[Dataset entries]
..........

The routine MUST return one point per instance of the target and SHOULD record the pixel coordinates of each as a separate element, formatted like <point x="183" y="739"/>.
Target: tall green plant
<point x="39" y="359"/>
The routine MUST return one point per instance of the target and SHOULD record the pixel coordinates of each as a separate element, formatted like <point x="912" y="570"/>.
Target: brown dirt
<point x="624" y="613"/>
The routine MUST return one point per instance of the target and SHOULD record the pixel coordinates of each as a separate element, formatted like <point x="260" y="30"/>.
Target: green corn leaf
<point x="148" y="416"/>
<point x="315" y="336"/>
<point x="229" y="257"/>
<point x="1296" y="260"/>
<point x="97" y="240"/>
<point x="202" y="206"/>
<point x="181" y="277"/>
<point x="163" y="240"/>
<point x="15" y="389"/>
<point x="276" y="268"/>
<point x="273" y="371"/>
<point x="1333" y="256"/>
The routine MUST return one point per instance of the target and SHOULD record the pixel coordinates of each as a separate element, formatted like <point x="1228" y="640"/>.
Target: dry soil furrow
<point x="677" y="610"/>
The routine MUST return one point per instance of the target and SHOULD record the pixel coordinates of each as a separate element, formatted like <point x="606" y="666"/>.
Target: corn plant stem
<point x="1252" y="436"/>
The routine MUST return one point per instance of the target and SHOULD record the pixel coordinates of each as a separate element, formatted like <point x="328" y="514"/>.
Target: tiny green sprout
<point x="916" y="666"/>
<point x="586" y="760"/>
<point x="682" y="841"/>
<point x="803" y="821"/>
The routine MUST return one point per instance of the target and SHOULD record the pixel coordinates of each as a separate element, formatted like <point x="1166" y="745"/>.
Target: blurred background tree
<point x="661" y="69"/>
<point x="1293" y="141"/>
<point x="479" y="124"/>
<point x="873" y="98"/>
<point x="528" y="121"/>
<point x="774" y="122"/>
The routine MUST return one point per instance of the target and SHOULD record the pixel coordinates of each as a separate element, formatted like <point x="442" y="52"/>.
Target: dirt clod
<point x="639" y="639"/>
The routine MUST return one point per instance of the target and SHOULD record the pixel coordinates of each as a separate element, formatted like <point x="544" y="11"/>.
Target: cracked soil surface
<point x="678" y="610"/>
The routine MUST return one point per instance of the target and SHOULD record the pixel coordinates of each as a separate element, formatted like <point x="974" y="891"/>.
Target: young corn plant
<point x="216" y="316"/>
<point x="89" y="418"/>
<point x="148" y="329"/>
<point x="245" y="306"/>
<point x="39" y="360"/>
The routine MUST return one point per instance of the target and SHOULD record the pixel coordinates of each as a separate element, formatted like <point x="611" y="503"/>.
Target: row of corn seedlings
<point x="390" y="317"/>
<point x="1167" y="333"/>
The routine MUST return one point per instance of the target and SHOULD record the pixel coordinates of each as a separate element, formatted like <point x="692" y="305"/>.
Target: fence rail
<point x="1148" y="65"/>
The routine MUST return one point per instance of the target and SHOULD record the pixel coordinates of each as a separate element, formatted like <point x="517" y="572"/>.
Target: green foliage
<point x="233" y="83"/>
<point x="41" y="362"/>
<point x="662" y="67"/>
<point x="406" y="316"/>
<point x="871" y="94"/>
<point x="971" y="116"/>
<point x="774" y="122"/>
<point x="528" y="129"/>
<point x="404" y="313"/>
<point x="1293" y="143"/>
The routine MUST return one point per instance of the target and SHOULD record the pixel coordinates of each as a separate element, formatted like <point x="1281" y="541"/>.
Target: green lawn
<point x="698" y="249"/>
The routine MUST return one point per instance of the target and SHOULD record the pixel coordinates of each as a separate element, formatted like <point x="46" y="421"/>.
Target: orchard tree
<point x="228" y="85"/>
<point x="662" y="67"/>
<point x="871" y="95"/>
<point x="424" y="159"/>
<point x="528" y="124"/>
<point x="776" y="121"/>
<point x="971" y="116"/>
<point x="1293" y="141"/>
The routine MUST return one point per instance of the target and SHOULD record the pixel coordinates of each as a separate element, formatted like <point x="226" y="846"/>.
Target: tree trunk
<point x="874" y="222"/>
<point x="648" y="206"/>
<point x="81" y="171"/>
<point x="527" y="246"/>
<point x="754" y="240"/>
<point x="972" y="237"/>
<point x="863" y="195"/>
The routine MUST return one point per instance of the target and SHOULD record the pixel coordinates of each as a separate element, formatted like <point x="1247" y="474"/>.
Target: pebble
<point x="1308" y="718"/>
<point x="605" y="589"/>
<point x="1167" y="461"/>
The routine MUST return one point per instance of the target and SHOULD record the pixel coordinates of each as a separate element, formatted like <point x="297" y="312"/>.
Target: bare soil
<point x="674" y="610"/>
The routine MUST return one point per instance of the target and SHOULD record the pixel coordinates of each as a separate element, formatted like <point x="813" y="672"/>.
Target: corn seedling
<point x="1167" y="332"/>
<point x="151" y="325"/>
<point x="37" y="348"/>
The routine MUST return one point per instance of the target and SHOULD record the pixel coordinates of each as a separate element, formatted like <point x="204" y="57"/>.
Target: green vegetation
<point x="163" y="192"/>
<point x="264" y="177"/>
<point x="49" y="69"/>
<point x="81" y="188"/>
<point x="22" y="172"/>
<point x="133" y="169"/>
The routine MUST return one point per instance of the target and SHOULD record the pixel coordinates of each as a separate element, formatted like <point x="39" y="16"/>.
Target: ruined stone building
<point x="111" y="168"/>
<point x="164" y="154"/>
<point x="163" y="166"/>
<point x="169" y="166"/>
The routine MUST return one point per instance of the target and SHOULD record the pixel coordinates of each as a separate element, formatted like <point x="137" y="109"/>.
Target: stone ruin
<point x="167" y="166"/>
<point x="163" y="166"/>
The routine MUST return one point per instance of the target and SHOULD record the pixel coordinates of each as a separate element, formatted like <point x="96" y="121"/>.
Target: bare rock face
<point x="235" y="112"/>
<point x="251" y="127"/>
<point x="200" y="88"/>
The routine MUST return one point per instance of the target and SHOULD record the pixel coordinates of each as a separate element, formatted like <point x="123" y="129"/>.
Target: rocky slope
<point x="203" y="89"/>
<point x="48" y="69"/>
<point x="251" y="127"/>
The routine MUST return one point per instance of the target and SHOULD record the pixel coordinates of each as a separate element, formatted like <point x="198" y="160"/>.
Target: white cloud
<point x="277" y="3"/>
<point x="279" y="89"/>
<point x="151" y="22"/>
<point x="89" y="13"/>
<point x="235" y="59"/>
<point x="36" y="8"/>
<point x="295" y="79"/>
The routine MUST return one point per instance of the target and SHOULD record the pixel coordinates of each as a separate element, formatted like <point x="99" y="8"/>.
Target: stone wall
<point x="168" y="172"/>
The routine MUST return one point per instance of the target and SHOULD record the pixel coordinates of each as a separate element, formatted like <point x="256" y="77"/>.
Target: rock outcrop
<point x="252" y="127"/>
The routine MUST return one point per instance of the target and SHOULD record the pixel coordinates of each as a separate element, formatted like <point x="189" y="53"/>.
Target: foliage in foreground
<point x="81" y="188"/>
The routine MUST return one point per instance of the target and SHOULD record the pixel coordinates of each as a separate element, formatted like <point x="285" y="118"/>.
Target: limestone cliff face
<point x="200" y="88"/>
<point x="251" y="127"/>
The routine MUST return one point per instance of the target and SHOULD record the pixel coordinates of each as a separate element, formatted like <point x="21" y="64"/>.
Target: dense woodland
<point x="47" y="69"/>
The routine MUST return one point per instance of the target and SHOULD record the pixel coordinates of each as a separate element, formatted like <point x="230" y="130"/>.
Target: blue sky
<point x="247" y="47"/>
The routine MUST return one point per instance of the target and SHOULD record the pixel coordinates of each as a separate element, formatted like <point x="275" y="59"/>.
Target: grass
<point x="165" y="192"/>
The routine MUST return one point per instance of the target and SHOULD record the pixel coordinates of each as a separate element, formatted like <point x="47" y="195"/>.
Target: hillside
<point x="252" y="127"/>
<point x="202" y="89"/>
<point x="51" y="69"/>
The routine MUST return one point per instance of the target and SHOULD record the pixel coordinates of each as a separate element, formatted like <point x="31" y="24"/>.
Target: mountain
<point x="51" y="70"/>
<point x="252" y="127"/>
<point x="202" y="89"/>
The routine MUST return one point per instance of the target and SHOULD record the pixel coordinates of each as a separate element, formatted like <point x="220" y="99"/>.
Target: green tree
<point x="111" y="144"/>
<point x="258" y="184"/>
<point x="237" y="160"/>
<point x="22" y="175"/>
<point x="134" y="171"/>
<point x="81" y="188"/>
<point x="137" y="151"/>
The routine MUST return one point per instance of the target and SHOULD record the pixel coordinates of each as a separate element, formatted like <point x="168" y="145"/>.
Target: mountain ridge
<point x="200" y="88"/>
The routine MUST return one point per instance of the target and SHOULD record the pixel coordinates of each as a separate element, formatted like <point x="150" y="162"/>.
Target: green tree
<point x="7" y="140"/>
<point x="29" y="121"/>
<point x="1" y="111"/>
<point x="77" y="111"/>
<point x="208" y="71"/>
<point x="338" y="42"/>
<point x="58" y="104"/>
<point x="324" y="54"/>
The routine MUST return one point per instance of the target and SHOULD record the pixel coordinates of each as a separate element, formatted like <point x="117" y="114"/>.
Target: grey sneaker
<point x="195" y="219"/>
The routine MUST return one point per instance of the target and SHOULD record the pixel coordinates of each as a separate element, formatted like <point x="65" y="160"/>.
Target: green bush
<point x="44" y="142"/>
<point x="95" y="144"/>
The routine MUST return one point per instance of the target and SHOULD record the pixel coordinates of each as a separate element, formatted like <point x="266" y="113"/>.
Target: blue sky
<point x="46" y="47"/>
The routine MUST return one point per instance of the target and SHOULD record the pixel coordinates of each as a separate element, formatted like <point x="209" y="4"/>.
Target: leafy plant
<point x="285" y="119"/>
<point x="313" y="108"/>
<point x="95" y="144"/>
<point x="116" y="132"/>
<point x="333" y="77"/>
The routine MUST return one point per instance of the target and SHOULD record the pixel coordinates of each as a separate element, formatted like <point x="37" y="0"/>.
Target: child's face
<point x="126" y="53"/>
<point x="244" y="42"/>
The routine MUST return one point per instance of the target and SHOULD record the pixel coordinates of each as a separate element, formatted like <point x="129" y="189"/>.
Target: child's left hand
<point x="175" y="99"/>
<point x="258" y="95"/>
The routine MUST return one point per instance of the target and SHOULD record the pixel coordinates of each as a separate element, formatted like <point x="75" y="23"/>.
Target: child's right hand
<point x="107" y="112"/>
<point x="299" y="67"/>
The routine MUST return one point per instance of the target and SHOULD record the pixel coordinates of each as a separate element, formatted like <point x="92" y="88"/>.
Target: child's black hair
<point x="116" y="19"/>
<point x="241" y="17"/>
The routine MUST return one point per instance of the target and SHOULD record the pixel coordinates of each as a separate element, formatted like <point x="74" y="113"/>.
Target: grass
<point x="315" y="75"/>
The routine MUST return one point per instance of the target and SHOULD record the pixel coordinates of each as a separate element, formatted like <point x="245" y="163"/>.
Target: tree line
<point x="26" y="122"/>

..........

Identify each line of the items above that contains the word "hand", and copy those lines. Matching is case-sensitive.

Target: child's left hand
Target: child's right hand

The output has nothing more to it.